» **TEKS BACAAN**
Mengenal Sosok Sipir: Sang “Hantu Penjara” Penjaga Gerbang Pengharapan

Mengenal Sosok Sipir
Mengenal Sosok Sipir: Sang "Hantu Penjara" Penjaga Gerbang Pengharapan.

Sosok Sipir dalam Imajinasi Publik

Bagi sebagian orang, kata “sipir” identik dengan kekuatan dan dominasi yang dingin dan keras. Dalam narasi populer, ia kerap disebut sebagai “hantu penjara”—penjaga atau petugas yang berwajah datar, tak mengenal ampun, dan berdiri di antara kebebasan dan penghukuman.

Namun di balik stereotip itu, ada realitas lain yang layak dikenali, sipir sebagai penjaga gerbang pengharapan bagi mereka yang tersesat dan ingin kembali pulang ke masyarakat.

Antara Citra dan Kenyataan (Sipir Bukan Algojo)

Meskipun banyak pemberitaan tentang kekerasan oleh oknum sipir—seperti kasus penyiksaan di Lapas Narkotika Yogyakarta yang diungkap Komnas HAM—tidak semua sipir bersikap represif.

Di banyak lembaga pemasyarakatan, kita menemukan sosok-sosok petugas yang bekerja dengan nurani, menolak kekerasan, dan menjalankan peran pembinaan dengan empati.

UU Nomor 22 Tahun 2022 tentang Pemasyarakatan menegaskan bahwa pemasyarakatan bertujuan untuk meningkatkan kualitas kepribadian dan kemandirian Warga Binaan Pemasyarakatan agar menyadari kesalahan, memperbaiki diri, dan tidak mengulangi tindak pidana.

Dalam hal ini sipir bukan pelaksana hukuman (Algojo), sipir adalah penjaga stabilitas keamanan dan kenyamanan warga binaan, sekaligus sebagai fasilitator pemulihan kodisi psikis warga binaan pemasyakatan (WBP).

» **BAHAN YANG DISEDIAKAN**

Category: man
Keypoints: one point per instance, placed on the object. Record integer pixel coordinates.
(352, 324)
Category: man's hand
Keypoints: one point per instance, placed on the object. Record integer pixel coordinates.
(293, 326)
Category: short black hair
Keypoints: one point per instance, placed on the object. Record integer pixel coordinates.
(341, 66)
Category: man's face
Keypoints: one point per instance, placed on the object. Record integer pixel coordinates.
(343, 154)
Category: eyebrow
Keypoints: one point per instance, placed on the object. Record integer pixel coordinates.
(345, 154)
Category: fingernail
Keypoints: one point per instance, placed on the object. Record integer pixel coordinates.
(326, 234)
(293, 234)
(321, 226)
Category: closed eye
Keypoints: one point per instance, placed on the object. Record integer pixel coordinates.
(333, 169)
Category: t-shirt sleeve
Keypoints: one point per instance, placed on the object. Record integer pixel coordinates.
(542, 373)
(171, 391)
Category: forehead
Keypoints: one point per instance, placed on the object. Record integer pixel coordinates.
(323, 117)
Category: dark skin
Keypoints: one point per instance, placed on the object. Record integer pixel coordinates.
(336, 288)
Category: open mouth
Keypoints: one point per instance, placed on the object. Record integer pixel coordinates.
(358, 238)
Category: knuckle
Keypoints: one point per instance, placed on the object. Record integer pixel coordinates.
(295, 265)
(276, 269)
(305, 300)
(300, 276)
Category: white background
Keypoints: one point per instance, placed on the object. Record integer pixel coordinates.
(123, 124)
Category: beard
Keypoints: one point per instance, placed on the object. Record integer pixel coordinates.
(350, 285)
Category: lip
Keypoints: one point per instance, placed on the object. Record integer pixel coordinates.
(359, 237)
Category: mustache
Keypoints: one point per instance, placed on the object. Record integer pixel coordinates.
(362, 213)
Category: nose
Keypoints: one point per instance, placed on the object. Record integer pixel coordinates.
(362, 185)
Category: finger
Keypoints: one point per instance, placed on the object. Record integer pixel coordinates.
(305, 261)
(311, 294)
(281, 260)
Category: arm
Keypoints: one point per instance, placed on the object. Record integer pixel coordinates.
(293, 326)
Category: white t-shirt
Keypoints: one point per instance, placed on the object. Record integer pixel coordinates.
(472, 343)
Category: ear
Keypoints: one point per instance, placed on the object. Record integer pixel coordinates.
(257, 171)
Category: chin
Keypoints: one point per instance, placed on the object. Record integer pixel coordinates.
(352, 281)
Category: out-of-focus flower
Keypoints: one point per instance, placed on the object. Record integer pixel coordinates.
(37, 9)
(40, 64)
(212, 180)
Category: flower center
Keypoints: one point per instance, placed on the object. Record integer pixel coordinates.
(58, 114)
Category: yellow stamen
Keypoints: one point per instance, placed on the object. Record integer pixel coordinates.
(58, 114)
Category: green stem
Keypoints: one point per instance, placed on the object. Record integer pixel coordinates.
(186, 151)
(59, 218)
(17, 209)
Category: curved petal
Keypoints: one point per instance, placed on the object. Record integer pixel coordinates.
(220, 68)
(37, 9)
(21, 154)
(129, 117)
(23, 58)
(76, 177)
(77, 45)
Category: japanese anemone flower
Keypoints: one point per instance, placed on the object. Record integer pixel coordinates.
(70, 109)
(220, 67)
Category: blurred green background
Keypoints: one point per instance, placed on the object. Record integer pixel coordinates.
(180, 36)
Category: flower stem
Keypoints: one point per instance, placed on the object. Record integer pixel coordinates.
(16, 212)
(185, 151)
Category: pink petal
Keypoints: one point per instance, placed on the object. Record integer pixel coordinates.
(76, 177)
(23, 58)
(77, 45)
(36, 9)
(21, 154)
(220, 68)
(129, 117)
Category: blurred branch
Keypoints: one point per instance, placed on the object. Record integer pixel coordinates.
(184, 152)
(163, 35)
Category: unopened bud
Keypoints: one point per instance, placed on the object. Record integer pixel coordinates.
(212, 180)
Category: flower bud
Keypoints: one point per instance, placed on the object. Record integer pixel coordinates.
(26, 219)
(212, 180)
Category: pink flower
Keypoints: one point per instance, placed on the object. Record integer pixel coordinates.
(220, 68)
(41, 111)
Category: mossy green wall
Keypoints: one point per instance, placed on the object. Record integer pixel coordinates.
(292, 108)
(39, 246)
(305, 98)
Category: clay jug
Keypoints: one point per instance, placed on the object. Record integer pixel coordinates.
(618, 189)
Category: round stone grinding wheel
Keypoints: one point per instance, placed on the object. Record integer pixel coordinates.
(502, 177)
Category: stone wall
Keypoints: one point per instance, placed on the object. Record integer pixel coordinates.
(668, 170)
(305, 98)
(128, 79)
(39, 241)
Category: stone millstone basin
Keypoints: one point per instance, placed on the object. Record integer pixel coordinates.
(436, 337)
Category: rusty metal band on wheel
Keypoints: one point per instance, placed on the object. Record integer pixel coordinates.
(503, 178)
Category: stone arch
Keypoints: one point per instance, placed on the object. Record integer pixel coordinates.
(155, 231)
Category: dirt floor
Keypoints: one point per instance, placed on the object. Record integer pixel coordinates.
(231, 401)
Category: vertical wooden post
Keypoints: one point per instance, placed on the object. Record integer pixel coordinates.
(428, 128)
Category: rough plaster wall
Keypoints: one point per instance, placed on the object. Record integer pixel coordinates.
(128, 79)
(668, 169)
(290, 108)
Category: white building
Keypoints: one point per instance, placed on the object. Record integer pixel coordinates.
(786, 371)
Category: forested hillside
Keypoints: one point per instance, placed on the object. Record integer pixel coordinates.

» **SOAL YANG DIBERIKAN**
Tuliskan kembali seluruh teks tentang sosok sipir tanpa mengubah satu kata pun. Gunakan teks bacaan saja sebagai sumber, bukan catatan.

» **PENYELESAIAN SOAL**
Mengenal Sosok Sipir: Sang “Hantu Penjara” Penjaga Gerbang Pengharapan

Mengenal Sosok Sipir
Mengenal Sosok Sipir: Sang "Hantu Penjara" Penjaga Gerbang Pengharapan.

Sosok Sipir dalam Imajinasi Publik

Bagi sebagian orang, kata “sipir” identik dengan kekuatan dan dominasi yang dingin dan keras. Dalam narasi populer, ia kerap disebut sebagai “hantu penjara”—penjaga atau petugas yang berwajah datar, tak mengenal ampun, dan berdiri di antara kebebasan dan penghukuman.

Namun di balik stereotip itu, ada realitas lain yang layak dikenali, sipir sebagai penjaga gerbang pengharapan bagi mereka yang tersesat dan ingin kembali pulang ke masyarakat.

Antara Citra dan Kenyataan (Sipir Bukan Algojo)

Meskipun banyak pemberitaan tentang kekerasan oleh oknum sipir—seperti kasus penyiksaan di Lapas Narkotika Yogyakarta yang diungkap Komnas HAM—tidak semua sipir bersikap represif.

Di banyak lembaga pemasyarakatan, kita menemukan sosok-sosok petugas yang bekerja dengan nurani, menolak kekerasan, dan menjalankan peran pembinaan dengan empati.

UU Nomor 22 Tahun 2022 tentang Pemasyarakatan menegaskan bahwa pemasyarakatan bertujuan untuk meningkatkan kualitas kepribadian dan kemandirian Warga Binaan Pemasyarakatan agar menyadari kesalahan, memperbaiki diri, dan tidak mengulangi tindak pidana.

Dalam hal ini sipir bukan pelaksana hukuman (Algojo), sipir adalah penjaga stabilitas keamanan dan kenyamanan warga binaan, sekaligus sebagai fasilitator pemulihan kodisi psikis warga binaan pemasyakatan (WBP).